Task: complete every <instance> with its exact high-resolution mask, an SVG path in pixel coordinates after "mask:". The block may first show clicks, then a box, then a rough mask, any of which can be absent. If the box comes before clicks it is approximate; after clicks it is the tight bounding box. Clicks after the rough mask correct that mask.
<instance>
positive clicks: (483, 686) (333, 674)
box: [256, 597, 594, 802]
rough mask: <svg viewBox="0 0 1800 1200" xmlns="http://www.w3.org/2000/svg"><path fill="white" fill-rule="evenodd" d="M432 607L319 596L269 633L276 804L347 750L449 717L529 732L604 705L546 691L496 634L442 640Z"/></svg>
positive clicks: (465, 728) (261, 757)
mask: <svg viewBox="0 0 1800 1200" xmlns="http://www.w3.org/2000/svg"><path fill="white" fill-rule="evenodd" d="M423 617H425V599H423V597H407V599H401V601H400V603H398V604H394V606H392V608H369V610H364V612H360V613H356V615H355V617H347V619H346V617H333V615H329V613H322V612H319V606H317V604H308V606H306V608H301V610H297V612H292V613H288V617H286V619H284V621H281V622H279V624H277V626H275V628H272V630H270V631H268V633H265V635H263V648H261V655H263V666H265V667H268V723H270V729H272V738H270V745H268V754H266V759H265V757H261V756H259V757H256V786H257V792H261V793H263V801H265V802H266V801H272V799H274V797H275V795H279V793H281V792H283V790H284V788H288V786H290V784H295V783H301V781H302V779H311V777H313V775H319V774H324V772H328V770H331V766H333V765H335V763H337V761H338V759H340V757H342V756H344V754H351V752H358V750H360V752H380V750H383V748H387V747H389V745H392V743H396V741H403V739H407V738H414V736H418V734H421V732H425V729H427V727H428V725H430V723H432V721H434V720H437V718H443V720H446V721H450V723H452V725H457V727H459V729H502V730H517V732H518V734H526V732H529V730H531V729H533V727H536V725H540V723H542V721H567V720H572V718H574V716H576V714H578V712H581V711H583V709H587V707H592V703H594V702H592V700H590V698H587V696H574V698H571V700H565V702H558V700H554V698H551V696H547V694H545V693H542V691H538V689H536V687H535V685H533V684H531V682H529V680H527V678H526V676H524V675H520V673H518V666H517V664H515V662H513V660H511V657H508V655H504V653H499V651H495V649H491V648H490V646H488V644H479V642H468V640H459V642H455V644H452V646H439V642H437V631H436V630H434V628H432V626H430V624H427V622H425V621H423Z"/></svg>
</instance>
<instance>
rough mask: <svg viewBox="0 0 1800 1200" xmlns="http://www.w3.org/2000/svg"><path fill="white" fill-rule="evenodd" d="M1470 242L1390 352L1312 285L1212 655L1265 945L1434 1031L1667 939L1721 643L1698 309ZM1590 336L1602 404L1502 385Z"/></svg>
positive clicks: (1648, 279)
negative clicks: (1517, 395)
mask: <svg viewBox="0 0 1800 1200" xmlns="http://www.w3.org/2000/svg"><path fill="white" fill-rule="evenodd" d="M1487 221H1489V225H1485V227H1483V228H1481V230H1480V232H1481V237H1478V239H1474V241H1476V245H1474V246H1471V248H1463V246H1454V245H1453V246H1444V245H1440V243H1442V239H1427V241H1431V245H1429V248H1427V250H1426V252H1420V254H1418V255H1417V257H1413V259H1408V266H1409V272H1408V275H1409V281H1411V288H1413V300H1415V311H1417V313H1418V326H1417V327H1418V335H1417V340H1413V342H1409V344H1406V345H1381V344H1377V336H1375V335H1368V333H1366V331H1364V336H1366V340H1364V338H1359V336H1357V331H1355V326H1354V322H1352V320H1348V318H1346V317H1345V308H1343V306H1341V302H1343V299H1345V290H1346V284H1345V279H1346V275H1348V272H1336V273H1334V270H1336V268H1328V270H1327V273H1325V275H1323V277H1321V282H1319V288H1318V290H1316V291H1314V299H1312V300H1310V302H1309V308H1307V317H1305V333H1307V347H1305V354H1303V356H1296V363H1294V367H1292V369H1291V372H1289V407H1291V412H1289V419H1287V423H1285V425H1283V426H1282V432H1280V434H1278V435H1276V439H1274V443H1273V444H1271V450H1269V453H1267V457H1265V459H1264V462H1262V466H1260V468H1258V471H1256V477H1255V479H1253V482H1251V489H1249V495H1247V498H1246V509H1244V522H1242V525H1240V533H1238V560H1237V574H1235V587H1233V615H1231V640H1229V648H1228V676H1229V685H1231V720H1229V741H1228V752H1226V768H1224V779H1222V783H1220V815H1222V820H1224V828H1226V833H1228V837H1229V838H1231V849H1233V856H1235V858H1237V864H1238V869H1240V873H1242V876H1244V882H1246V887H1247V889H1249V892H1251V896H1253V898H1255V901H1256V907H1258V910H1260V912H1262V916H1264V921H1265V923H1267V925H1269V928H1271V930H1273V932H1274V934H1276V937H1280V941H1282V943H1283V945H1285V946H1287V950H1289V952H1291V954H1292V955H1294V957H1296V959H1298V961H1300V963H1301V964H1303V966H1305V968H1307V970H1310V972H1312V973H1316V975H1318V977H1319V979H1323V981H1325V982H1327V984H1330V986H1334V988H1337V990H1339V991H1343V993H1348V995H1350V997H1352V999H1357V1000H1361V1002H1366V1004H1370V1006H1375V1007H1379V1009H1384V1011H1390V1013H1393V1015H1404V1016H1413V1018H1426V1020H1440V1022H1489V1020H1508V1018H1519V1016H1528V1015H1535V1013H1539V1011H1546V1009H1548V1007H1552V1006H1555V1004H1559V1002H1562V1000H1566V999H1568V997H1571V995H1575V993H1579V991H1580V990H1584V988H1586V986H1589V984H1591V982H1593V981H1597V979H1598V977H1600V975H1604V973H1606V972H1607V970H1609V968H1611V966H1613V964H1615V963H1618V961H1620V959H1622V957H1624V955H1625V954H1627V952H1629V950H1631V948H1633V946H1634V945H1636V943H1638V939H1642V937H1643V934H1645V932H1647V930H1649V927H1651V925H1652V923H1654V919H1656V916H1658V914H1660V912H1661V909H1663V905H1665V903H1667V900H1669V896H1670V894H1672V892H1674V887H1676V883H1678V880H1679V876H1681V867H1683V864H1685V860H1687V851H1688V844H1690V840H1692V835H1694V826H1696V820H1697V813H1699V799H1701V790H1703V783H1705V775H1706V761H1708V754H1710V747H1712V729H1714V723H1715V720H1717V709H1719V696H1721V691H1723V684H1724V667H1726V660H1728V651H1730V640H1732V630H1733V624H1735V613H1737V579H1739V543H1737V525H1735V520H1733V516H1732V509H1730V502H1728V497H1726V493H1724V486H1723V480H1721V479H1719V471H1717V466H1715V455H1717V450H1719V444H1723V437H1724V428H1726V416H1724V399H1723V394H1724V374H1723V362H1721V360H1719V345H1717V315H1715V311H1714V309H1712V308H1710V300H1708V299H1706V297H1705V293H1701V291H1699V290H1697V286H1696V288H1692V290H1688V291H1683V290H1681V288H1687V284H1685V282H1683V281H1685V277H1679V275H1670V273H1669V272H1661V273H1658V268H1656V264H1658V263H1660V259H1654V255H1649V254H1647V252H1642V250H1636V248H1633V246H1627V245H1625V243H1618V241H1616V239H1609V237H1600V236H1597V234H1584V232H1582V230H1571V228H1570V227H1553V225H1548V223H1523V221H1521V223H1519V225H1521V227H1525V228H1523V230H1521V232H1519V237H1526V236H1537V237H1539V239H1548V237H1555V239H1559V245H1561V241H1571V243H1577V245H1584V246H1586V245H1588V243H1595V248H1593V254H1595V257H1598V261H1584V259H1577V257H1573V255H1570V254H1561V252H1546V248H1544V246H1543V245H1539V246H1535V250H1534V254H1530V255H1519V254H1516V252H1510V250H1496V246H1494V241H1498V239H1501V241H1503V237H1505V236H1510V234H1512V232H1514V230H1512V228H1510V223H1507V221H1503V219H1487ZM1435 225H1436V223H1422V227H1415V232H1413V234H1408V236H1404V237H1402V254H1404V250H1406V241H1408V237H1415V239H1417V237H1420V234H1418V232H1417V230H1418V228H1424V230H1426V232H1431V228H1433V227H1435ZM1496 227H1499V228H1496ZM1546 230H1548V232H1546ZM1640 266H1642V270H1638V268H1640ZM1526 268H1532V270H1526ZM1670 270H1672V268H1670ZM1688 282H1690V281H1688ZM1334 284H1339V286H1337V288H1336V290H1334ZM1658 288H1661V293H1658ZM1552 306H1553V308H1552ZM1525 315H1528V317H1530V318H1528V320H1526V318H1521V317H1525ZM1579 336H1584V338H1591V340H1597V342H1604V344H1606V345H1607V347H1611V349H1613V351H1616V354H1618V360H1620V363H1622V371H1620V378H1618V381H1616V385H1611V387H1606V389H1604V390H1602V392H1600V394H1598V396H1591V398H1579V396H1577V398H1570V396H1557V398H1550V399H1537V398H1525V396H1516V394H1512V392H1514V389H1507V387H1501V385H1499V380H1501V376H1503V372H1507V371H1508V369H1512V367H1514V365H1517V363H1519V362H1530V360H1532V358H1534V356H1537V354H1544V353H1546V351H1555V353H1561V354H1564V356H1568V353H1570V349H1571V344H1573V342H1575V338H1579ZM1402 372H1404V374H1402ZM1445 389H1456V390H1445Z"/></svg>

- [To do] Please render the part of the material that opens with the line containing "607L319 596L269 633L276" and closes with the line containing "positive clicks: (465, 728) (261, 757)", both ends included, as a Markdown table with the columns Row and Line. Number the rows and leave out blank lines.

- [Exercise output]
| Row | Line |
|---|---|
| 1 | rough mask: <svg viewBox="0 0 1800 1200" xmlns="http://www.w3.org/2000/svg"><path fill="white" fill-rule="evenodd" d="M432 607L319 596L269 633L276 804L347 750L449 717L529 732L604 705L546 691L496 634L442 640Z"/></svg> |
| 2 | positive clicks: (465, 728) (261, 757) |